Using the information:
(a) Decide whether each statement below agrees with the passage about Refuge Cove, answering yes or no and quoting the deciding words of the passage: (i) Refuge Cove is on West Redonda Island; (ii) the general store closes completely outside the summer season; (iii) about twelve people live there during the colder seasons.
(b) According to the passage about Refuge Cove, how far is the locality from Vancouver, and in which direction?
(c) Extract from the passage about Refuge Cove the words from "Refuge Cove is home" up to and including "Strait of Georgia.", changing nothing.

Refuge Cove is a locality in the Canadian province of British Columbia, located on West Redonda Island in the heart of the Desolation Sound area of the Inside Passage. It serves as a centrally located supply stop for boaters travelling in or near Desolation Sound, offering a wide range of services including moorage, fuel, groceries, ice, showers, laundry, espresso, and other supplies.

Most of the services are seasonal, operating from June through September. During the rest of the year, the general store and fuel docks are open Monday, Wednesday, and Friday from 1:00 PM to 3:00 PM.

Refuge Cove is home to about twenty families during the warm summer months. Hundreds of boaters stop here daily during the summer, relaxing and provisioning for their Desolation Sound adventures. During the colder seasons, the population hovers around 12 residents.

Refuge Cove is located about 150 kilometers northwest of Vancouver, between Vancouver Island and the mainland at the north end of the Strait of Georgia.

Recorded data:

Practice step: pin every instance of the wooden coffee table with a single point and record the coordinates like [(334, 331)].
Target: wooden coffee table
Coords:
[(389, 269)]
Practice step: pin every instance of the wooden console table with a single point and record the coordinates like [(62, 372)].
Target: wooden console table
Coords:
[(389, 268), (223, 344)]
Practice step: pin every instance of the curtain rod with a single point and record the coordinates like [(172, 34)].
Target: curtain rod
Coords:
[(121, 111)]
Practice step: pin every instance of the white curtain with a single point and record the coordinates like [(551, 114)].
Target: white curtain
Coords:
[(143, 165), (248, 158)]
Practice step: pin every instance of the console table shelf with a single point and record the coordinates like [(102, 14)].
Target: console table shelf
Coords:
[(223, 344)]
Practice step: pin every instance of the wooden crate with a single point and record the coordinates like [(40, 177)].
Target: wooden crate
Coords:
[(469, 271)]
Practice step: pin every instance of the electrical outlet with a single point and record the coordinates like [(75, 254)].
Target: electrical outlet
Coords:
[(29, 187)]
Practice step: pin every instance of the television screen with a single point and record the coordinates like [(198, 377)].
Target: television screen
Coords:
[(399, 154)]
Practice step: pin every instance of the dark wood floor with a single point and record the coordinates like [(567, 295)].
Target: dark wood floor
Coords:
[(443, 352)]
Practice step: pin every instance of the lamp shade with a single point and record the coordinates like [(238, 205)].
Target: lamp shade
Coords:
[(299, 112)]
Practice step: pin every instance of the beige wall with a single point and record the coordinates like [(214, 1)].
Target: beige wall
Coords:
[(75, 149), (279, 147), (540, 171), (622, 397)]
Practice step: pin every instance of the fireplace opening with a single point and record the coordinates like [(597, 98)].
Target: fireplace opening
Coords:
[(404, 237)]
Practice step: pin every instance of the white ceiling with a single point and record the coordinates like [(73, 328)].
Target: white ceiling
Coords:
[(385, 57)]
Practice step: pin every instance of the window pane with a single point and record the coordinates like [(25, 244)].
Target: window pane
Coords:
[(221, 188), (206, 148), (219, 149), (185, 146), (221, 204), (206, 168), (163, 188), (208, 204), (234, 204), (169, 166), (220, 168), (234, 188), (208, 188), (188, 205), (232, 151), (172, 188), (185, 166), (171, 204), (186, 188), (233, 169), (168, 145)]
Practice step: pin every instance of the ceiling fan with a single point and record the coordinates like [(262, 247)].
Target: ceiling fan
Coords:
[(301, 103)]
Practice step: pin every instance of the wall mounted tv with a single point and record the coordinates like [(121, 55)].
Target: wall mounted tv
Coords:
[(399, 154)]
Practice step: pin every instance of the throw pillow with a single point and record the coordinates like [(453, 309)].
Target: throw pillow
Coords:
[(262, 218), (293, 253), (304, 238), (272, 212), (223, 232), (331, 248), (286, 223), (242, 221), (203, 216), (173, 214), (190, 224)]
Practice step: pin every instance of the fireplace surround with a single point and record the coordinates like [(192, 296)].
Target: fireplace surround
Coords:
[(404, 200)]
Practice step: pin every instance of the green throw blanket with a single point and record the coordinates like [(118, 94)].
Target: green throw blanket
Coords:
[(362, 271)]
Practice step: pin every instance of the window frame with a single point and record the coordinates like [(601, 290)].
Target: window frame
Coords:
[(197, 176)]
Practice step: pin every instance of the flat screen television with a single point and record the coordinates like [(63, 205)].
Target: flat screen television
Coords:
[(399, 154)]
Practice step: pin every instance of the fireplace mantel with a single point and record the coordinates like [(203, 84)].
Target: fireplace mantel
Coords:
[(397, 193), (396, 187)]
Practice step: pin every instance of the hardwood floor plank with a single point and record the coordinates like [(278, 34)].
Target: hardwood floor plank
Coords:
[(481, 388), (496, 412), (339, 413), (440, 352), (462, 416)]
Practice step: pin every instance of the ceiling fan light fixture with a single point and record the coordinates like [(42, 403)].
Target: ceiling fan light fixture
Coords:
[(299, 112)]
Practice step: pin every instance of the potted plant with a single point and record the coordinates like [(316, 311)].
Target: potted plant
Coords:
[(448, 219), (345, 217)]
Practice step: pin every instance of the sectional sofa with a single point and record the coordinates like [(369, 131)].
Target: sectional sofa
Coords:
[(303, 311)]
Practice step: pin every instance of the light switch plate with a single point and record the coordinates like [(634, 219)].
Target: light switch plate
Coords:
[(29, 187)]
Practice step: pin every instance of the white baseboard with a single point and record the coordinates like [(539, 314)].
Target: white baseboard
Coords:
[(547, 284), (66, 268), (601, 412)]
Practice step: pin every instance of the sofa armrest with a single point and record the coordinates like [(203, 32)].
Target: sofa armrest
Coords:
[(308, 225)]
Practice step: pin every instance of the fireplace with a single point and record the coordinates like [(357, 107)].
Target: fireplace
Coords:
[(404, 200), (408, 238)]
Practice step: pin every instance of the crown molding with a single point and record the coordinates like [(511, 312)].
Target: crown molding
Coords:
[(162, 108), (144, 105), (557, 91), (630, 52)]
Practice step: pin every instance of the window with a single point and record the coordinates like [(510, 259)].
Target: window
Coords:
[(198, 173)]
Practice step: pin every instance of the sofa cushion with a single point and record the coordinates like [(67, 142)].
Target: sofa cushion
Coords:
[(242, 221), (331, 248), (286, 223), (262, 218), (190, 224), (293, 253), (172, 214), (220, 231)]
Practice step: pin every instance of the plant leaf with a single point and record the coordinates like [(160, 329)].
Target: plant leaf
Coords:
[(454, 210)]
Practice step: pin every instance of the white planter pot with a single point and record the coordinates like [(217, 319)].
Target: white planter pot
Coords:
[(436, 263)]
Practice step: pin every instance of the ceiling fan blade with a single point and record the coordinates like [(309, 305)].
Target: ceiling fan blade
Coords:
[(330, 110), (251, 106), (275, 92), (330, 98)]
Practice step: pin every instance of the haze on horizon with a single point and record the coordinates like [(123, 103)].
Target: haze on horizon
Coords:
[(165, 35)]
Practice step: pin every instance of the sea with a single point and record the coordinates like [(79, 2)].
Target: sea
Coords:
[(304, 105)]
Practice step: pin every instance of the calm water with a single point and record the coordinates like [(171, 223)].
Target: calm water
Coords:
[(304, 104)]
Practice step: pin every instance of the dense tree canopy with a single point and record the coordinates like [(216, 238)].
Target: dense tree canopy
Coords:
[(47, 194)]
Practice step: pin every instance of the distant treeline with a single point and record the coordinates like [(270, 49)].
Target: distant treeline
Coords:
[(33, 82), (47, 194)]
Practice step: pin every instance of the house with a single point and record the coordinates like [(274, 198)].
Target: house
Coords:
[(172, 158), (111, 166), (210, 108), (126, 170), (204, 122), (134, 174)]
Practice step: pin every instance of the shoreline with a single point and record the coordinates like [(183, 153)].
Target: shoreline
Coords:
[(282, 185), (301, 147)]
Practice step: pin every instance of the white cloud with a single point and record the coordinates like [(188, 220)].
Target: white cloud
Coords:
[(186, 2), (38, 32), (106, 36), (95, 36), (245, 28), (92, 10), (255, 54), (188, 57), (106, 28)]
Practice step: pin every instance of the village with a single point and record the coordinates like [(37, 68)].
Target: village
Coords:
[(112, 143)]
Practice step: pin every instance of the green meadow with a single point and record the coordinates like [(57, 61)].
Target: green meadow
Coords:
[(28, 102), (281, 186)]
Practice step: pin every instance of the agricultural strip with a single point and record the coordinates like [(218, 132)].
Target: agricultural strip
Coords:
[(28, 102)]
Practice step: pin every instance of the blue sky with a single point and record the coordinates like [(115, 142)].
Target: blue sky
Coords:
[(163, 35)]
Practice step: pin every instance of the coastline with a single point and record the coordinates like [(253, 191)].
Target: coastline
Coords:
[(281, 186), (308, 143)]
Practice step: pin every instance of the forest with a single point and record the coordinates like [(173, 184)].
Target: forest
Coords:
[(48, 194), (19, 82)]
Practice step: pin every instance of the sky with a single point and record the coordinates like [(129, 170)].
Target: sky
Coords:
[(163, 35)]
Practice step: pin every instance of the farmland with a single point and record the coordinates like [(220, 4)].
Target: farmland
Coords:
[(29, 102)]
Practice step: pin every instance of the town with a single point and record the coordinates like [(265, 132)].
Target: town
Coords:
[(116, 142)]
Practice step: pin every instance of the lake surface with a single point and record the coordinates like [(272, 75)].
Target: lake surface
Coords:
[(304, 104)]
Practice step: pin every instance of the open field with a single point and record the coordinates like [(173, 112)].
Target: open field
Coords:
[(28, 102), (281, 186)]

Answers for each item:
(a)
(i) Yes: "located on West Redonda Island"
(ii) No: "During the rest of the year, the general store and fuel docks are open Monday, Wednesday, and Friday from 1:00 PM to 3:00 PM."
(iii) Yes: "the population hovers around 12 residents"

(b) About 150 kilometers northwest of Vancouver.

(c)
Refuge Cove is home to about twenty families during the warm summer months. Hundreds of boaters stop here daily during the summer, relaxing and provisioning for their Desolation Sound adventures. During the colder seasons, the population hovers around 12 residents.

Refuge Cove is located about 150 kilometers northwest of Vancouver, between Vancouver Island and the mainland at the north end of the Strait of Georgia.